EXCERPTED TEXT:
# # # # # # #

/ATAC-STARR-seq

Scripts for analyzing ATAC-STARR data.

Primary LanguageJupyter Notebook

ATAC-STARR Analysis

ATAC-STARR-seq is a massively parallel reporter assay (MPRA) that quantifies regulatory activity within accessible chromatin. In addition to regulatory activty, ATAC-STARR quantifies chromatin accessibility and transcription factor binding. In Hansen, T.J. & Hodges, E. 2022, we present an improved ATAC-STARR method. This repository serves as a complement to that manuscript.

In this repository, we share our code for all steps of ATAC-STARR-seq data analysis. The code used at each step is detailed as a Jupyter notebook in the sections below. We also supply some python scripts.

# # # # # # #

DATASET ENTRIES:
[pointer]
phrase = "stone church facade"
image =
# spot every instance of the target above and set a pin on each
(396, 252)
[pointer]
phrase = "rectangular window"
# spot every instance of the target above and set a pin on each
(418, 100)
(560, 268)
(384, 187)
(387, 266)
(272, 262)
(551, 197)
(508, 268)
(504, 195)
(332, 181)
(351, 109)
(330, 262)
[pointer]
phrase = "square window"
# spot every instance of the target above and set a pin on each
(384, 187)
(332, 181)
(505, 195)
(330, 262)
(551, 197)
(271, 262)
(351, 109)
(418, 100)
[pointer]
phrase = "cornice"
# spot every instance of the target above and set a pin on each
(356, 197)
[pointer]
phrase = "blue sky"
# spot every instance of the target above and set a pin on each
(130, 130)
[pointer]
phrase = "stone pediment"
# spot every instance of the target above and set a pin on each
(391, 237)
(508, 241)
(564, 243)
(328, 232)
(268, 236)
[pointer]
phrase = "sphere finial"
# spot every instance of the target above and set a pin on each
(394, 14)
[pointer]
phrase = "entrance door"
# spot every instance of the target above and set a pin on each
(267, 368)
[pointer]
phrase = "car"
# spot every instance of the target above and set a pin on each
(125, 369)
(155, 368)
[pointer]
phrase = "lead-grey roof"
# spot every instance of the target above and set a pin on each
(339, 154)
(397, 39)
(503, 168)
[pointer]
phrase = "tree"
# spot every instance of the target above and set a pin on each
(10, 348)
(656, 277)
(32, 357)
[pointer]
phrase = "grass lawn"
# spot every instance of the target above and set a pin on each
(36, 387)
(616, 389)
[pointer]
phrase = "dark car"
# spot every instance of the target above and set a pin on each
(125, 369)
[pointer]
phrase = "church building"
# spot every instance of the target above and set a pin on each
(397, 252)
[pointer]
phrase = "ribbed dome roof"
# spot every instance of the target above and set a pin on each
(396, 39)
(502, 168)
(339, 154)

# # # # # # #

EXERCISES:
**A)** In the ATAC-STARR-seq repository text, what kind of assay is ATAC-STARR-seq described as?
**B)** Write out the ATAC-STARR-seq repository text word for word, from "ATAC-STARR Analysis" to "to that manuscript.".

SOLVED PROBLEMS:
**A)** A massively parallel reporter assay (MPRA) that quantifies regulatory activity within accessible chromatin.

**B)**
ATAC-STARR Analysis

ATAC-STARR-seq is a massively parallel reporter assay (MPRA) that quantifies regulatory activity within accessible chromatin. In addition to regulatory activty, ATAC-STARR quantifies chromatin accessibility and transcription factor binding. In Hansen, T.J. & Hodges, E. 2022, we present an improved ATAC-STARR method. This repository serves as a complement to that manuscript.